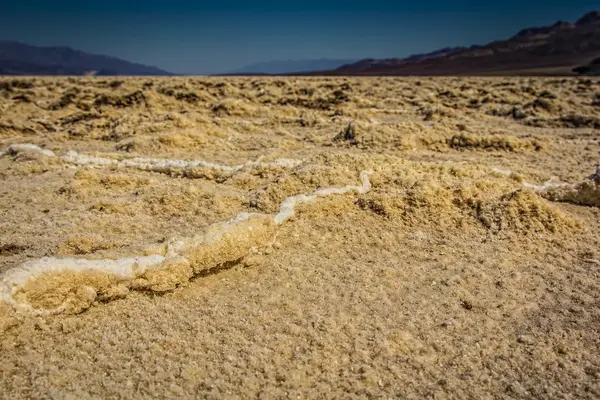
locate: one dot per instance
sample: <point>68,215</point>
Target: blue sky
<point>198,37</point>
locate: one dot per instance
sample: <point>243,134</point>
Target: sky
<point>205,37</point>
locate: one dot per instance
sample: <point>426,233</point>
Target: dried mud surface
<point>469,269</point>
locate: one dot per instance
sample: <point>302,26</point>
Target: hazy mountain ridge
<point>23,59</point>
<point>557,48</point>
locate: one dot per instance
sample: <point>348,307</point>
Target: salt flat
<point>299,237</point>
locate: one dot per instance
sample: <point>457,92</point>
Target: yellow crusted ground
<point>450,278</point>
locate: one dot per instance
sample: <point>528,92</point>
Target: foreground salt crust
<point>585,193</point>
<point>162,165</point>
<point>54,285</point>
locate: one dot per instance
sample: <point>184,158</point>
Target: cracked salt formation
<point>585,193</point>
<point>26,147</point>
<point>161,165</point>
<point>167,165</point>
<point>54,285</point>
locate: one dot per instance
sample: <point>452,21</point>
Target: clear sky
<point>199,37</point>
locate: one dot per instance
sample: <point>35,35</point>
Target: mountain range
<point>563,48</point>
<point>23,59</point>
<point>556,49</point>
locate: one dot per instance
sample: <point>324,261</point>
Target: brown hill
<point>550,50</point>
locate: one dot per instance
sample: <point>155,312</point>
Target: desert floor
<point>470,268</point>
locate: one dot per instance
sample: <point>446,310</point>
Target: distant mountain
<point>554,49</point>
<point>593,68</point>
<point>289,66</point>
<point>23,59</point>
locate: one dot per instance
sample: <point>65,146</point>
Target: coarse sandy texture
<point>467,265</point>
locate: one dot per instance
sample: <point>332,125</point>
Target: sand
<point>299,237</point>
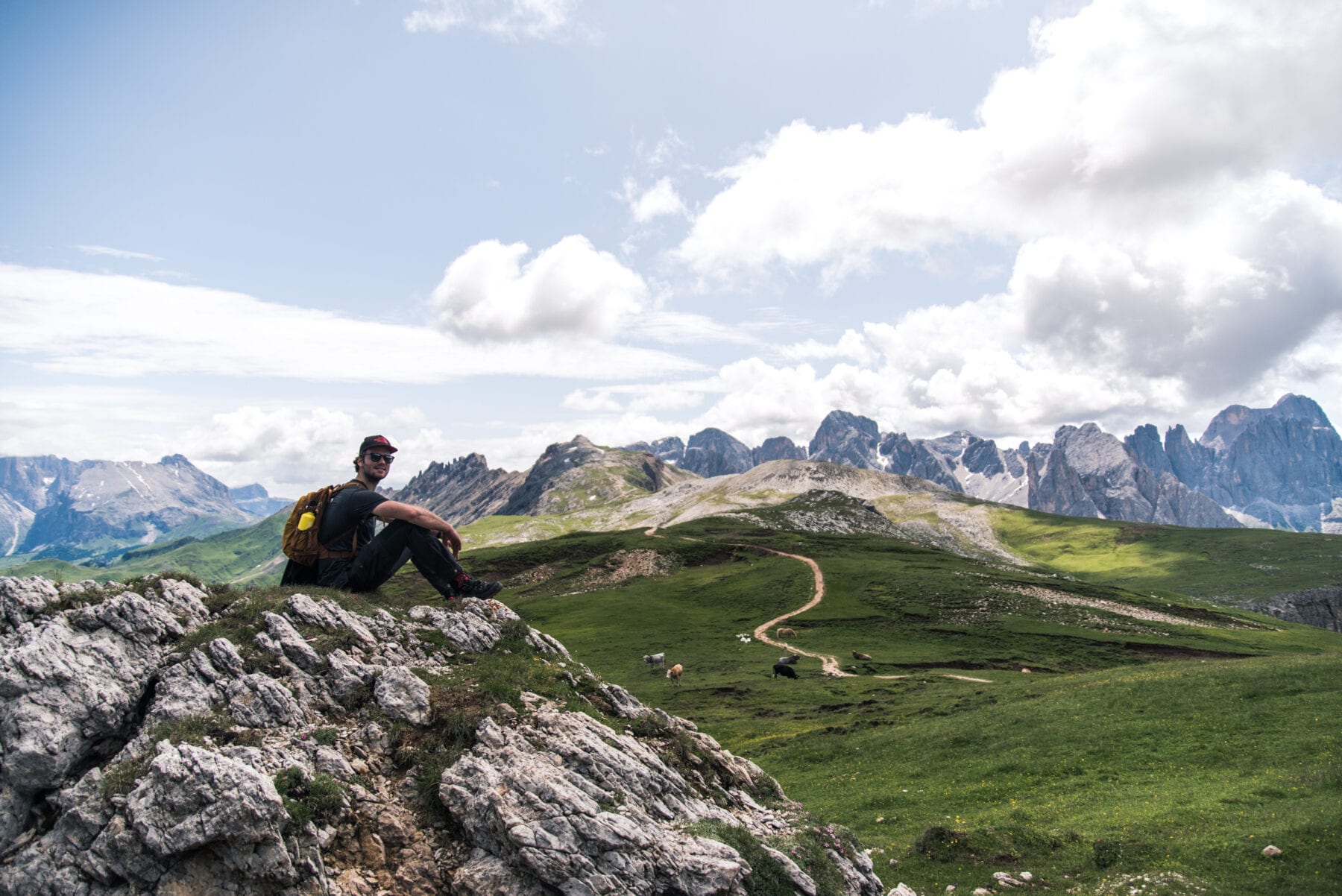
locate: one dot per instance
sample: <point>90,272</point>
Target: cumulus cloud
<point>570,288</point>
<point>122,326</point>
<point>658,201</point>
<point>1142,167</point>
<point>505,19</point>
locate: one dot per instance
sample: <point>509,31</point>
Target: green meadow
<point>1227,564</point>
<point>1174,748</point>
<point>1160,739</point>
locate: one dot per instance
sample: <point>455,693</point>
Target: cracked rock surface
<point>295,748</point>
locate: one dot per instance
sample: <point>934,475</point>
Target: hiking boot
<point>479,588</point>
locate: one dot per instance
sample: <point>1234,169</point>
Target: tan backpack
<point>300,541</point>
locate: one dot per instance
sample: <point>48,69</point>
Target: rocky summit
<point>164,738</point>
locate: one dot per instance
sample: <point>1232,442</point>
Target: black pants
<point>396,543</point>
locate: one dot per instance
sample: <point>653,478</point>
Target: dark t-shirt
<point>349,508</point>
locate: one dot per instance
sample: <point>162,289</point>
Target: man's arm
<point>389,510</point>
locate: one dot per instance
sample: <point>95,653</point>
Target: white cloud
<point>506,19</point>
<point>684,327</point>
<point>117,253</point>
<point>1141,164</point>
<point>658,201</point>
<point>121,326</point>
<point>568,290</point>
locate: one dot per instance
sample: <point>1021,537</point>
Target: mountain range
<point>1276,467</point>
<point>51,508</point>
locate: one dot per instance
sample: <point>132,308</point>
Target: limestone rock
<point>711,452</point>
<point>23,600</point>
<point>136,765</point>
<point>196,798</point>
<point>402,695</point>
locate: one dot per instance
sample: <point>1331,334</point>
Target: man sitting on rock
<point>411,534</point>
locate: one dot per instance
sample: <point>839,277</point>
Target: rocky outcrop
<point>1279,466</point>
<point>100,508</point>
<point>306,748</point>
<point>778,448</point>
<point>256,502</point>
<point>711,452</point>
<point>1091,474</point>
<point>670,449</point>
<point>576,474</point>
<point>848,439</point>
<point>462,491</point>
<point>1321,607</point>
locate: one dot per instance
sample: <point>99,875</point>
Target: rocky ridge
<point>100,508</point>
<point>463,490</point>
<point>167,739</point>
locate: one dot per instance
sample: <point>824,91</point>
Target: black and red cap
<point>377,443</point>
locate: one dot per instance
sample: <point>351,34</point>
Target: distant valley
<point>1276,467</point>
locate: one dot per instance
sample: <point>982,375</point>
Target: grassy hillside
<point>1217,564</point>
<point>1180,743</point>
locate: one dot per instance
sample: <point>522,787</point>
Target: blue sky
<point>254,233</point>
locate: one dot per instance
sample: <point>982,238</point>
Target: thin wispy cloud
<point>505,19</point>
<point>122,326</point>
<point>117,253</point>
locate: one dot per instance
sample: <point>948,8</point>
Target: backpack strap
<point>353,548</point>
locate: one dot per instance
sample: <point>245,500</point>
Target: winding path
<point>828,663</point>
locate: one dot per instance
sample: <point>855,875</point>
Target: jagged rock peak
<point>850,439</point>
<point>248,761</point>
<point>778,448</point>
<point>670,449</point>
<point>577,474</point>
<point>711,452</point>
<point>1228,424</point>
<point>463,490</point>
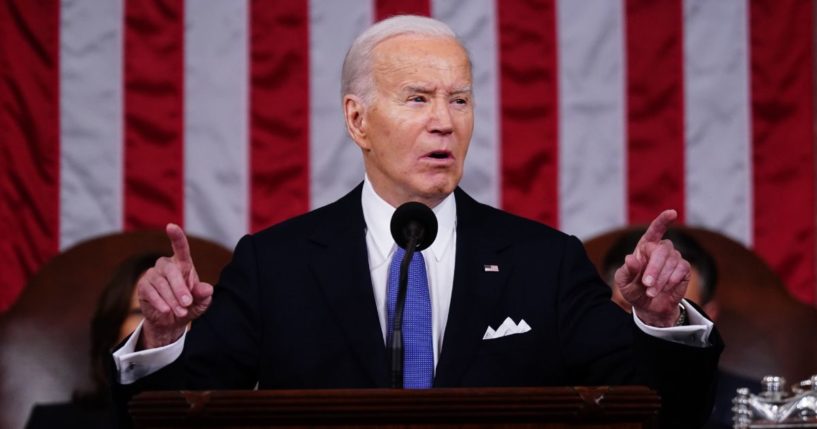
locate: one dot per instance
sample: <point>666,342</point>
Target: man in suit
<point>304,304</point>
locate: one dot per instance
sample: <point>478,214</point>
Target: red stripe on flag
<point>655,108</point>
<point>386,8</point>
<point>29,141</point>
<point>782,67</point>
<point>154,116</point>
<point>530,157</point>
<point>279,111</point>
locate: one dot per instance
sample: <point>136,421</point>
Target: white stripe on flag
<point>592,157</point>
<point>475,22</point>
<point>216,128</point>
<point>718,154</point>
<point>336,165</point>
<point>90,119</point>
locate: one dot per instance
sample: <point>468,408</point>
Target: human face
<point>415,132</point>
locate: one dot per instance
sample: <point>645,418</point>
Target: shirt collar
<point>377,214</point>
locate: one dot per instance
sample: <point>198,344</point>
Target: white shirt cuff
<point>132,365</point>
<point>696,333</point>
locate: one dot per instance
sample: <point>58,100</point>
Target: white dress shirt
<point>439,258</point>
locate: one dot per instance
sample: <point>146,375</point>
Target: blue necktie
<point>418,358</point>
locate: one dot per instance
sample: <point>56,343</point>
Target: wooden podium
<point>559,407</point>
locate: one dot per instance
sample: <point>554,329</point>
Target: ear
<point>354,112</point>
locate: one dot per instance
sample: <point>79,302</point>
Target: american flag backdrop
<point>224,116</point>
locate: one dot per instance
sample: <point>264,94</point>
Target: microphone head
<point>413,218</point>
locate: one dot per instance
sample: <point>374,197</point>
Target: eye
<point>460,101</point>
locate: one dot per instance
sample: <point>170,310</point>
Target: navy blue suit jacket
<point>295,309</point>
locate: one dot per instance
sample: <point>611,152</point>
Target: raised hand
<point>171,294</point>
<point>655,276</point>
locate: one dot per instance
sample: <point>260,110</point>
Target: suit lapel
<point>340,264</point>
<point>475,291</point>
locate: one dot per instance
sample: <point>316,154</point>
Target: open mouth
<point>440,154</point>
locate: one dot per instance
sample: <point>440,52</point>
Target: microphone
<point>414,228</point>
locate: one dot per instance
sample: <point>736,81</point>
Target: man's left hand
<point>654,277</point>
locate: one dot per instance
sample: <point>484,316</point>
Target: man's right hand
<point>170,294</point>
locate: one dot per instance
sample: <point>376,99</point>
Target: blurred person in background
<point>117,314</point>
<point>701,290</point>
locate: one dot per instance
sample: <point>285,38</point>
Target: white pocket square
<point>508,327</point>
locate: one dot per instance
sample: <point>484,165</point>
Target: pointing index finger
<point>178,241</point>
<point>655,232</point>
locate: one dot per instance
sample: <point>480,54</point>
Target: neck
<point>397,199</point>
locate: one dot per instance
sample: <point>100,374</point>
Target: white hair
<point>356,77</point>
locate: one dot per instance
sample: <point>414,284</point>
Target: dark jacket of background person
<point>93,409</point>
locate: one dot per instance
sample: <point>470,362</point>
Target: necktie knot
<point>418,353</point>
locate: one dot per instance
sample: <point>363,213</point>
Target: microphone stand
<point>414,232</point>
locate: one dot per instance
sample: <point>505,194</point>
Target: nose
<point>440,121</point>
++++++++++
Count the lines in the entries above that contain the string "flag", with case counting, and give only the number.

3